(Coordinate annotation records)
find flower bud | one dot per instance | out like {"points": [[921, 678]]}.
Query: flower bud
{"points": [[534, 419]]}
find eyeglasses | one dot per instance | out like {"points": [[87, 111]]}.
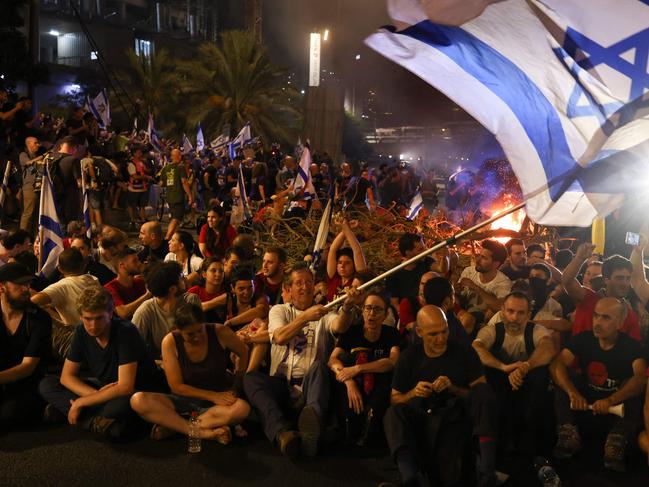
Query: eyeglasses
{"points": [[373, 309]]}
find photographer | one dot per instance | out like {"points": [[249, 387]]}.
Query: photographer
{"points": [[31, 164]]}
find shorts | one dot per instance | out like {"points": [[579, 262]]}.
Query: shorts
{"points": [[185, 406], [177, 211], [138, 199], [96, 199]]}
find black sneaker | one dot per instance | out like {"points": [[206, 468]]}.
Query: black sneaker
{"points": [[289, 443], [309, 426], [614, 451], [568, 441]]}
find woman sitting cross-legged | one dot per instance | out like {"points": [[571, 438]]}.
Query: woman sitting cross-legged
{"points": [[194, 358]]}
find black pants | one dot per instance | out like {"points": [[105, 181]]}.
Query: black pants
{"points": [[523, 411], [59, 397], [628, 426], [408, 425], [20, 402], [271, 397]]}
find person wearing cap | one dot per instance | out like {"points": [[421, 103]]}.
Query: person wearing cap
{"points": [[24, 341]]}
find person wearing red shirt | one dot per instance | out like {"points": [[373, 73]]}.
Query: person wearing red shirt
{"points": [[213, 295], [217, 234], [616, 271], [128, 288]]}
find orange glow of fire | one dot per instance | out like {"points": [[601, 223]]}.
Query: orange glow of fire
{"points": [[513, 221]]}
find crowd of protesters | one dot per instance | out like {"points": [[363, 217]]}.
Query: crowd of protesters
{"points": [[450, 365]]}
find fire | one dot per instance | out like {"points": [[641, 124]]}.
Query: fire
{"points": [[513, 221]]}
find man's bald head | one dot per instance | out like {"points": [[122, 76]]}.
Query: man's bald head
{"points": [[432, 327]]}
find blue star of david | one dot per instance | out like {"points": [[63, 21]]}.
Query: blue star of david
{"points": [[611, 56]]}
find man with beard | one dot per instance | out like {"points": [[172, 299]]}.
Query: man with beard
{"points": [[24, 341], [155, 317], [128, 288], [269, 280], [616, 271], [484, 286], [611, 372], [515, 353]]}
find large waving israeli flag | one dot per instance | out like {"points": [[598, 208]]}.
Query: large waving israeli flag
{"points": [[243, 137], [51, 234], [560, 83]]}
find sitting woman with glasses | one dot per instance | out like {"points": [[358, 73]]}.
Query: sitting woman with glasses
{"points": [[362, 362]]}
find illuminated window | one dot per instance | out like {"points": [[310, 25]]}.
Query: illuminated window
{"points": [[144, 48]]}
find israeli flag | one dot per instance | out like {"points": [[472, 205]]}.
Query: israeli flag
{"points": [[51, 235], [86, 198], [303, 181], [100, 108], [243, 137], [416, 205], [560, 83], [200, 140], [186, 146], [152, 134]]}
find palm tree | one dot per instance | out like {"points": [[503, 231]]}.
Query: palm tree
{"points": [[153, 84], [235, 83]]}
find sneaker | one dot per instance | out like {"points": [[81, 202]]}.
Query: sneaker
{"points": [[309, 426], [614, 451], [568, 441], [101, 425], [289, 443]]}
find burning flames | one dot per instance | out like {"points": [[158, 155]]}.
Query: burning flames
{"points": [[513, 221]]}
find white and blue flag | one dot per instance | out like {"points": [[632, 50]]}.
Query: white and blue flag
{"points": [[561, 84], [100, 108], [416, 205], [200, 140], [243, 137], [303, 181], [186, 146], [51, 235]]}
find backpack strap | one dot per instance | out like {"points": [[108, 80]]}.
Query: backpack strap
{"points": [[529, 339], [500, 338]]}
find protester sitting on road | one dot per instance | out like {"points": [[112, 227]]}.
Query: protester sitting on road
{"points": [[212, 294], [362, 362], [25, 342], [128, 288], [156, 316], [612, 371], [182, 250], [217, 235], [194, 358], [118, 365], [343, 262]]}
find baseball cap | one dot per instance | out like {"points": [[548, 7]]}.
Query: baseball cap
{"points": [[16, 273]]}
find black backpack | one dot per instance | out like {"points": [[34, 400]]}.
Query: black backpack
{"points": [[500, 338]]}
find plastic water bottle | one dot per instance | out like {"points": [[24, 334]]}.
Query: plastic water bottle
{"points": [[194, 445], [546, 473]]}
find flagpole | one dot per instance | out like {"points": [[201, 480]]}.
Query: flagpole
{"points": [[444, 243]]}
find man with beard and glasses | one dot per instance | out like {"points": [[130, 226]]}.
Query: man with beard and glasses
{"points": [[515, 353], [24, 341], [611, 372], [128, 288]]}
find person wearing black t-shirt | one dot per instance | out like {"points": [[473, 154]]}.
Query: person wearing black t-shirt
{"points": [[363, 361], [118, 363], [437, 388], [611, 372], [25, 334]]}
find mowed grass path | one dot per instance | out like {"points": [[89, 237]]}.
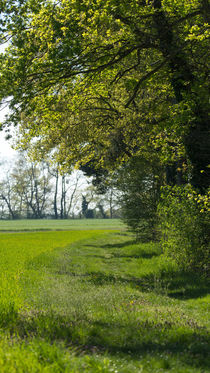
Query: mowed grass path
{"points": [[97, 301]]}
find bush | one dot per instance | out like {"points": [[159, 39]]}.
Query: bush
{"points": [[184, 220], [140, 182]]}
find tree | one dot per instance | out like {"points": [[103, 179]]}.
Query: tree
{"points": [[140, 183], [109, 80]]}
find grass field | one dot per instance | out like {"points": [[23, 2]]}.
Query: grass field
{"points": [[97, 301]]}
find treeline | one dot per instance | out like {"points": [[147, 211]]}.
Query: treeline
{"points": [[121, 90], [38, 190]]}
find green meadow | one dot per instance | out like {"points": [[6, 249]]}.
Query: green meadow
{"points": [[84, 296]]}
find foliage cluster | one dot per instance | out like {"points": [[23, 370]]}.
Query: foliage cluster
{"points": [[184, 219], [100, 82], [139, 182]]}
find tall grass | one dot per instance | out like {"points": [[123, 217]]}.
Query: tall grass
{"points": [[97, 301]]}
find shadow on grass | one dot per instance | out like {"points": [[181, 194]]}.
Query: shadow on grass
{"points": [[119, 245], [125, 336], [179, 285]]}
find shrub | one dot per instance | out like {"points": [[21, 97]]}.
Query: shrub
{"points": [[184, 220]]}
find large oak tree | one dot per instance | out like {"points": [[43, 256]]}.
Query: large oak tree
{"points": [[102, 80]]}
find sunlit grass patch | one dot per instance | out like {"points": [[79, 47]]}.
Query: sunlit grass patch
{"points": [[98, 301]]}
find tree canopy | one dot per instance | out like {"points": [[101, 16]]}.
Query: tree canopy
{"points": [[99, 81]]}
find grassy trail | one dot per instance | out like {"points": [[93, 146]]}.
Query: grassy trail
{"points": [[96, 301]]}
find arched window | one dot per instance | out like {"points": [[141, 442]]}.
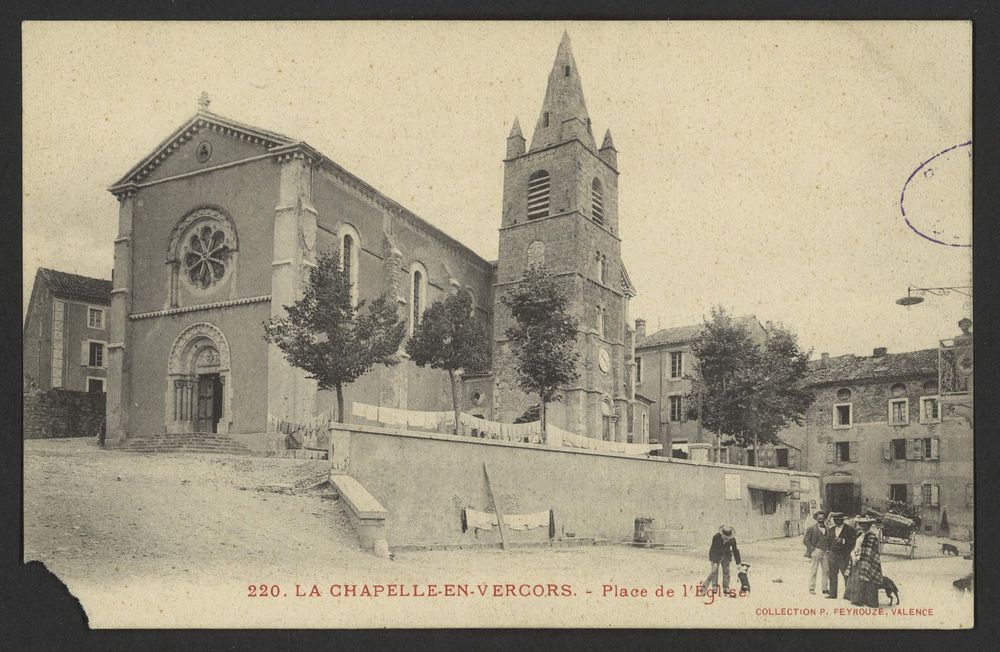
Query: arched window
{"points": [[350, 247], [418, 294], [536, 253], [538, 195], [597, 201]]}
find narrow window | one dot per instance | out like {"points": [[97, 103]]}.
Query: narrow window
{"points": [[538, 195], [347, 257], [676, 364], [899, 411], [95, 318], [96, 357], [418, 284], [675, 408], [597, 202]]}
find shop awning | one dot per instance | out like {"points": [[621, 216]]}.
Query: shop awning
{"points": [[776, 487]]}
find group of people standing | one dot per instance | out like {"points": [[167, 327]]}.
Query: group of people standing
{"points": [[842, 550]]}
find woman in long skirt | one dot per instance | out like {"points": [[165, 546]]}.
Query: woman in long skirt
{"points": [[866, 570]]}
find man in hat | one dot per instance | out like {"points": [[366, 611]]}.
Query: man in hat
{"points": [[721, 553], [817, 545], [841, 538]]}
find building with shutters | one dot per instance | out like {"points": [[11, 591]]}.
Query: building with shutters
{"points": [[219, 225], [664, 365], [880, 430], [66, 332]]}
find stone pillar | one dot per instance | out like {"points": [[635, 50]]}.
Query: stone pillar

YOUR TASK:
Rewrite every one of the lines above with "one dot per instance" replaced by "one point per instance" throughout, leaving the rest untouched. Leave the pictures out of your answer.

PROBLEM SOLUTION:
find flower bud | one point per instance | out like {"points": [[921, 678]]}.
Query: flower bud
{"points": [[534, 419]]}
find eyeglasses | one point per instance | out like {"points": [[87, 111]]}.
Query: eyeglasses
{"points": [[373, 309]]}
find photographer | one point per instance | out like {"points": [[249, 387]]}.
Query: photographer
{"points": [[31, 164]]}
find shorts | one point per instance | out like {"points": [[579, 262]]}.
Query: shorts
{"points": [[185, 406], [177, 211], [138, 199], [96, 199]]}
find black sneaker | one point per instance | out like {"points": [[206, 468]]}.
Query: black sneaker
{"points": [[289, 443], [309, 426], [614, 451], [568, 441]]}
find woman sitting cross-legged | one point per instance | out like {"points": [[571, 438]]}.
Query: woman sitting cross-legged
{"points": [[194, 358]]}
find black pants | one point per instance | out like {"points": [[105, 181]]}.
Query: black pants
{"points": [[523, 411], [59, 397], [628, 426], [408, 425], [20, 402], [271, 397]]}
find person wearing cap | one point per instance | out like {"points": [[421, 103]]}.
Query: person wearing cap
{"points": [[24, 341]]}
find person wearing red shirt | one point per instance | out like {"points": [[373, 73]]}.
Query: person wearing red shirt
{"points": [[213, 295], [217, 234], [616, 271], [128, 288]]}
find orange glow of fire | one point per instance | out like {"points": [[601, 223]]}.
Query: orange glow of fire
{"points": [[513, 221]]}
find crowd of protesters | one point per instance | out like {"points": [[363, 217]]}.
Query: crowd of protesters
{"points": [[450, 365]]}
find fire | one point per instance | out like {"points": [[641, 124]]}.
Query: fire
{"points": [[513, 221]]}
find man's bald head | one point per instance | out like {"points": [[122, 76]]}.
Query: man's bald head
{"points": [[432, 327]]}
find blue star of david | one point per instance | out like {"points": [[63, 21]]}.
Query: blue star of david
{"points": [[611, 56]]}
find man with beard | one point per instance | out like {"points": [[172, 299]]}.
Query: man with beard
{"points": [[24, 341], [155, 317], [128, 288], [269, 280], [616, 271], [484, 286], [611, 372], [515, 353]]}
find large waving israeli flag | one point per instance | out like {"points": [[598, 208]]}.
Query: large waving israeli flag
{"points": [[243, 137], [51, 234], [560, 83]]}
find sitting woman with glasses | one point per instance | out like {"points": [[358, 73]]}.
Query: sitting woman with glasses
{"points": [[362, 362]]}
find illuminated window | one point per instance | out like {"points": [[310, 25]]}.
Query: illuminated window
{"points": [[144, 48]]}
find israeli flag | one point per instance | out like {"points": [[472, 205]]}.
Query: israeli flag
{"points": [[51, 235], [86, 198], [303, 181], [100, 108], [243, 137], [416, 205], [560, 83], [200, 140], [186, 146], [152, 134]]}
find palm tree | one point per instance | out like {"points": [[503, 231]]}.
Query: palm tree
{"points": [[153, 84], [235, 83]]}
find sneaker | one point per instance | out like {"points": [[81, 202]]}.
Query: sneaker
{"points": [[309, 426], [614, 451], [568, 441], [101, 425], [289, 443]]}
find burning flames | one point per instance | out like {"points": [[158, 155]]}.
Query: burning flames
{"points": [[513, 221]]}
find white and blue flag | one point per instance | out like {"points": [[632, 50]]}.
Query: white and blue flag
{"points": [[561, 84], [100, 108], [416, 205], [200, 140], [243, 137], [303, 181], [186, 146], [51, 235]]}
find backpack strap | one point per instance | out like {"points": [[108, 80]]}.
Query: backpack strap
{"points": [[529, 339], [500, 338]]}
find protester sitting on road | one point per instance | out like {"points": [[112, 227]]}.
Query: protester sitting on road
{"points": [[212, 294], [362, 362], [25, 342], [128, 288], [156, 316], [612, 371], [182, 250], [217, 235], [194, 358], [118, 365], [343, 262]]}
find baseball cap | one point per instance | out like {"points": [[548, 7]]}.
Query: baseball cap
{"points": [[16, 273]]}
find black backpack | one point per instance | out like {"points": [[34, 400]]}.
Query: black backpack
{"points": [[500, 338]]}
find plastic water bottle | one point per instance | out like {"points": [[24, 334]]}.
Query: plastic water bottle
{"points": [[194, 445], [546, 473]]}
find flagpole | one point per instance | out like {"points": [[201, 480]]}.
Query: flagpole
{"points": [[444, 243]]}
find man with beard and glasses | one point per instance | out like {"points": [[130, 226]]}.
Query: man with beard and glasses
{"points": [[515, 353], [24, 341], [611, 372], [128, 288]]}
find person wearing black t-shirt | one point per instance | out like {"points": [[473, 154]]}.
Query: person wearing black t-shirt
{"points": [[363, 361], [118, 363], [437, 388], [611, 372], [25, 334]]}
find mowed grass path | one point per instance | out like {"points": [[89, 237]]}.
Query: mowed grass path
{"points": [[97, 301]]}
find bush | one point per instance | out like {"points": [[159, 39]]}.
Query: bush
{"points": [[184, 220], [140, 182]]}
find tree | one point per instance | out like {"points": [[103, 179]]}.
Query: tree
{"points": [[140, 183], [109, 80]]}
find grass field | one point per instance | out like {"points": [[23, 2]]}.
Query: grass field
{"points": [[97, 301]]}
find treeline | one point per instance | out like {"points": [[147, 211]]}.
Query: treeline
{"points": [[121, 90], [38, 190]]}
find green meadow | one point per instance | out like {"points": [[6, 249]]}.
Query: green meadow
{"points": [[84, 296]]}
find foliage cluster | one point per instance | out like {"points": [[23, 370]]}.
Query: foliage cluster
{"points": [[184, 219], [100, 82], [139, 182]]}
find tall grass | one point per instance | out like {"points": [[123, 217]]}.
Query: tall grass
{"points": [[97, 301]]}
find shadow on grass | one point per instance | out like {"points": [[181, 194]]}.
Query: shadow on grass
{"points": [[119, 245], [125, 336], [179, 285]]}
find shrub | one point per instance | out like {"points": [[21, 97]]}.
Query: shrub
{"points": [[184, 220]]}
find large oak tree | one point per instance | out like {"points": [[43, 256]]}.
Query: large oak tree
{"points": [[102, 80]]}
find sunlit grass patch | one point per instance | out like {"points": [[79, 47]]}.
Query: sunlit grass patch
{"points": [[98, 301]]}
find tree canopy | one point per instance | out like {"points": [[101, 16]]}.
Query: tree canopy
{"points": [[99, 81]]}
find grassy trail | one point per instance | out like {"points": [[93, 146]]}.
Query: grassy trail
{"points": [[96, 301]]}
find arched window | one point per instance | out like {"points": [[141, 442]]}.
Query: arched window
{"points": [[350, 247], [418, 294], [536, 253], [538, 195], [597, 201]]}
find narrow window | one point per instance | out like {"points": [[97, 103]]}.
Query: narrow window
{"points": [[538, 195], [347, 257], [676, 364], [899, 411], [95, 318], [96, 357], [418, 284], [675, 408], [597, 202]]}
find shop awning | one point per instance | out like {"points": [[621, 216]]}.
Query: shop awning
{"points": [[776, 487]]}
find group of people standing | one point per instance | out like {"points": [[167, 327]]}.
Query: group of people standing
{"points": [[842, 550]]}
find woman in long skirt | one point per instance | out like {"points": [[165, 546]]}.
Query: woman in long skirt
{"points": [[866, 570]]}
find man in hat | one point per instance | out like {"points": [[366, 611]]}.
Query: man in hat
{"points": [[721, 553], [817, 545], [841, 538]]}
find building with shutters | one point per instance | out like {"points": [[11, 591]]}.
Query: building with shutters
{"points": [[219, 225], [664, 365], [880, 430], [66, 332]]}
find stone pillar | one point per instance | out like {"points": [[635, 50]]}.
Query: stone pillar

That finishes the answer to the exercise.